▸ **What you have to do**: Rename "green bean pod" to "string bean" in the lines that begin at the one containing "column base | locate" and end with the one containing "top-left (134, 3), bottom-right (264, 162)". Give those lines again with nothing else changed.

▸ **Saved data entries**:

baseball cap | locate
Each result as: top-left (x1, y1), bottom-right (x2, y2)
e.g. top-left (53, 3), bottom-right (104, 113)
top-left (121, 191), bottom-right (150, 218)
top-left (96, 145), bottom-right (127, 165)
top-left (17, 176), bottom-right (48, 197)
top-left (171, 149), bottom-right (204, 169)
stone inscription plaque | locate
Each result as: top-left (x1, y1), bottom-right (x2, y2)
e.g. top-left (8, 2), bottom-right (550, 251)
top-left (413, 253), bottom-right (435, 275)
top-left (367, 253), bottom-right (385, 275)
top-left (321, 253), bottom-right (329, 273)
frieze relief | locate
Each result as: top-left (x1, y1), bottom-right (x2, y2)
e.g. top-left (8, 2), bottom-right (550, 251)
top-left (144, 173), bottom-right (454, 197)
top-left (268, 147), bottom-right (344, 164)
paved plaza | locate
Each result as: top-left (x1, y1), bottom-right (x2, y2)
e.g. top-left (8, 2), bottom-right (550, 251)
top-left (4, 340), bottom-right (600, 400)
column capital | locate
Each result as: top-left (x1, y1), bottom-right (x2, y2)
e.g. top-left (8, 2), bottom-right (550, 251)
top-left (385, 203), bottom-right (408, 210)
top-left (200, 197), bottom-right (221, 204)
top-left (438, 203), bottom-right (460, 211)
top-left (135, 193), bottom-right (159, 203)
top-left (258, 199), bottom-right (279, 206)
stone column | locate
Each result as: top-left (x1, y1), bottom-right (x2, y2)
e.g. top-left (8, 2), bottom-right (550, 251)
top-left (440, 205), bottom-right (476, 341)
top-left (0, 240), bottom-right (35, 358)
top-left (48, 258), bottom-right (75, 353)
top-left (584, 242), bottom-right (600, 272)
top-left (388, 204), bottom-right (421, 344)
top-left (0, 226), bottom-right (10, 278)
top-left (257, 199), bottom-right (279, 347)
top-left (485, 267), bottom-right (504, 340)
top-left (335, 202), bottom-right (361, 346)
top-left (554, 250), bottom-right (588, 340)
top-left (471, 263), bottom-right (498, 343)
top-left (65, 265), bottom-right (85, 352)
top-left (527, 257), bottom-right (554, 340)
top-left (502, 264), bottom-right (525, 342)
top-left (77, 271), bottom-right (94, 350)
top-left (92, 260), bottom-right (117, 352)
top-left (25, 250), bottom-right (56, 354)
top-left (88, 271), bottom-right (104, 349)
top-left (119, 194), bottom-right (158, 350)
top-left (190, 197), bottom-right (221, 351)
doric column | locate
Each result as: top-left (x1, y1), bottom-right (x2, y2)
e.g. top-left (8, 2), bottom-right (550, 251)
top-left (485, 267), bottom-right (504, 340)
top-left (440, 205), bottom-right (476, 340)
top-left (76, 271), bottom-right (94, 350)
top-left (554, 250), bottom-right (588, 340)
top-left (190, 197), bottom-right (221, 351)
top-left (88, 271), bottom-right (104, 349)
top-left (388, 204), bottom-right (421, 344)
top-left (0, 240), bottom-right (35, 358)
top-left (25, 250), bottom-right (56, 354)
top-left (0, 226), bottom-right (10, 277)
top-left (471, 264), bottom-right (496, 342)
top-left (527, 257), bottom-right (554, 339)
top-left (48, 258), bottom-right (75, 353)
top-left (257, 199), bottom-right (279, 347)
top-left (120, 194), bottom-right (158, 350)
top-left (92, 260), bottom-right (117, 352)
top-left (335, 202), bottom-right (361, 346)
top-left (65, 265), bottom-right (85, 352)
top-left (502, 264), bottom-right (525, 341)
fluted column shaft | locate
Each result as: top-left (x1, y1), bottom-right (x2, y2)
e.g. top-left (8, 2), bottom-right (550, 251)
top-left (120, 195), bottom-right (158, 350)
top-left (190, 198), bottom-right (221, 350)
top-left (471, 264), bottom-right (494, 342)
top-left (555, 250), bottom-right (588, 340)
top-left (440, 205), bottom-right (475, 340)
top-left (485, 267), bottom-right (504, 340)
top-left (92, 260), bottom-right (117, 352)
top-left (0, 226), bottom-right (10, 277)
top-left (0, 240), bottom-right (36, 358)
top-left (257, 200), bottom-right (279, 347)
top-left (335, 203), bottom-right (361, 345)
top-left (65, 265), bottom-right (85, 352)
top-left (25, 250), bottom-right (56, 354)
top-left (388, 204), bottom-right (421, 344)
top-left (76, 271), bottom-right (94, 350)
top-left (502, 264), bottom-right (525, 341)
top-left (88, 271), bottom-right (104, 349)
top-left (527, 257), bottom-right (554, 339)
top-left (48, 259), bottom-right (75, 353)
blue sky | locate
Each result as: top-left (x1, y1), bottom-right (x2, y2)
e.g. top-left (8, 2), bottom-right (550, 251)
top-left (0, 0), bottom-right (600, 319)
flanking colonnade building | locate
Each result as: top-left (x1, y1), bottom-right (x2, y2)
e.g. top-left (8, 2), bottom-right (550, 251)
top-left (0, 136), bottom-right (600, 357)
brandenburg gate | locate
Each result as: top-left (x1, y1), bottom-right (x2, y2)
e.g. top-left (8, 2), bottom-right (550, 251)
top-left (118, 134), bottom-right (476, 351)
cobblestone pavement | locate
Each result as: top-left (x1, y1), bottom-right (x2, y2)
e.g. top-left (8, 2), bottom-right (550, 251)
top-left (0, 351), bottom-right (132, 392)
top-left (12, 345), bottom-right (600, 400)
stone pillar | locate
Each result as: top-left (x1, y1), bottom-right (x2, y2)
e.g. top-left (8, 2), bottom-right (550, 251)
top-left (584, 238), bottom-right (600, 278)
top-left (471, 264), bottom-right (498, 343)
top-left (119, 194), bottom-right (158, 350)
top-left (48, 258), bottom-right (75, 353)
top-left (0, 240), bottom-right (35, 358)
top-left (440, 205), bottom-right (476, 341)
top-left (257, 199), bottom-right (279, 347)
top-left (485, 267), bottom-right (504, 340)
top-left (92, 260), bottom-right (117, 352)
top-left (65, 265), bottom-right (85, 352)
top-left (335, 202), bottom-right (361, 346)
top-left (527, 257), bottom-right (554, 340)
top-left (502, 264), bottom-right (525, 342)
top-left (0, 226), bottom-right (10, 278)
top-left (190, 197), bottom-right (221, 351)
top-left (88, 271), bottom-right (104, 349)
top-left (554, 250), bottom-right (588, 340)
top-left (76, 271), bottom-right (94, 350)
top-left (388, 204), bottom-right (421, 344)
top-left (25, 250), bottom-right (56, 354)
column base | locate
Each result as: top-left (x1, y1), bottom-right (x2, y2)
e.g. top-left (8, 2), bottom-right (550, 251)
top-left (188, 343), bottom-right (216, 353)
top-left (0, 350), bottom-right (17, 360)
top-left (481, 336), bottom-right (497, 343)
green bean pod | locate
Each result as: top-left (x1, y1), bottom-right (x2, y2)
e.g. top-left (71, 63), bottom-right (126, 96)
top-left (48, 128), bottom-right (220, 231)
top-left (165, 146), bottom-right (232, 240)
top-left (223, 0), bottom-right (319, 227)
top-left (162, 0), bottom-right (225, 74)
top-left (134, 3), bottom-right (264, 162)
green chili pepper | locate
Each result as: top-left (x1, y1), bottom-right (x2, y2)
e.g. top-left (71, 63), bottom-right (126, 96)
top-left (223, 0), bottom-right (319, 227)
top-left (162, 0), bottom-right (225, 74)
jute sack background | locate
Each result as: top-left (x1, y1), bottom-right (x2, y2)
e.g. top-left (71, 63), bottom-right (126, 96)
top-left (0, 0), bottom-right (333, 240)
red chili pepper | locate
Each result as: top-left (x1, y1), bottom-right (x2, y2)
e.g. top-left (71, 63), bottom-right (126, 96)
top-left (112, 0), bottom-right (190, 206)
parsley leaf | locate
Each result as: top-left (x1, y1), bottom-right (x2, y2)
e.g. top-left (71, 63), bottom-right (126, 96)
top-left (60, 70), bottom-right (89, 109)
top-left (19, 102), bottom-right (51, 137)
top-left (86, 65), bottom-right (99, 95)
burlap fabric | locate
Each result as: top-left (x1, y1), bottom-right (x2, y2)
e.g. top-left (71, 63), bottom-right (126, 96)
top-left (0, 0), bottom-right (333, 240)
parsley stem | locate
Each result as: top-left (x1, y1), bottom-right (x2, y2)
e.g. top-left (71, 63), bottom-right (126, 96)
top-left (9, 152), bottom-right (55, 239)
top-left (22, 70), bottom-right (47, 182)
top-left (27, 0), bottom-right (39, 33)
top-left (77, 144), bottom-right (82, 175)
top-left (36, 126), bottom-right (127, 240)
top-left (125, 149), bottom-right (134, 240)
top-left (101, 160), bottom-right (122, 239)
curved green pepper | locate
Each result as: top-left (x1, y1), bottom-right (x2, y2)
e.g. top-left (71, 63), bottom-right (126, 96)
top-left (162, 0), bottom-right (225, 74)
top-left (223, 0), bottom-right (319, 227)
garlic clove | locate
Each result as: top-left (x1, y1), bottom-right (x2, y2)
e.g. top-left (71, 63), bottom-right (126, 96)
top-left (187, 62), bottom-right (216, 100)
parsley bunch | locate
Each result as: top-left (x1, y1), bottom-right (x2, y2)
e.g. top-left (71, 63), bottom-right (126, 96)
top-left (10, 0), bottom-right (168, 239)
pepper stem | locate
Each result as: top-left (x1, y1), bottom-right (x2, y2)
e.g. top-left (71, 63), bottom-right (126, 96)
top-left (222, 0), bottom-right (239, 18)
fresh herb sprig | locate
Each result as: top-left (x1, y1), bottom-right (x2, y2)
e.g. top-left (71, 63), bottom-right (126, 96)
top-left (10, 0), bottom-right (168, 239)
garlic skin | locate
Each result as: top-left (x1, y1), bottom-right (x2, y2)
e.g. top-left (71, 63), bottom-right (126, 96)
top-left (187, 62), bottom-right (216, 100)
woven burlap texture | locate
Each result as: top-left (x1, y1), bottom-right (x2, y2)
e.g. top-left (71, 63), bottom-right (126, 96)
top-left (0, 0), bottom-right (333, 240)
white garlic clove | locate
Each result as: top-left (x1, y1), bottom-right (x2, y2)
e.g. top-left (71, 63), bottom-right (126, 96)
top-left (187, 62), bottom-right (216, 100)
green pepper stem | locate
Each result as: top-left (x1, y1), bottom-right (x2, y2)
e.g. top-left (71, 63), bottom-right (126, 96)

▸ **Exercise solution**:
column base | locate
Each result as: top-left (x1, y1), bottom-right (x2, y2)
e.g. top-left (8, 2), bottom-right (550, 251)
top-left (188, 343), bottom-right (216, 353)
top-left (0, 350), bottom-right (17, 360)
top-left (481, 336), bottom-right (497, 343)
string bean | locate
Each result as: top-left (x1, y1), bottom-right (x2, y2)
e.g. top-left (71, 63), bottom-right (126, 96)
top-left (48, 128), bottom-right (220, 231)
top-left (165, 146), bottom-right (232, 240)
top-left (223, 0), bottom-right (319, 227)
top-left (162, 0), bottom-right (225, 74)
top-left (134, 3), bottom-right (264, 162)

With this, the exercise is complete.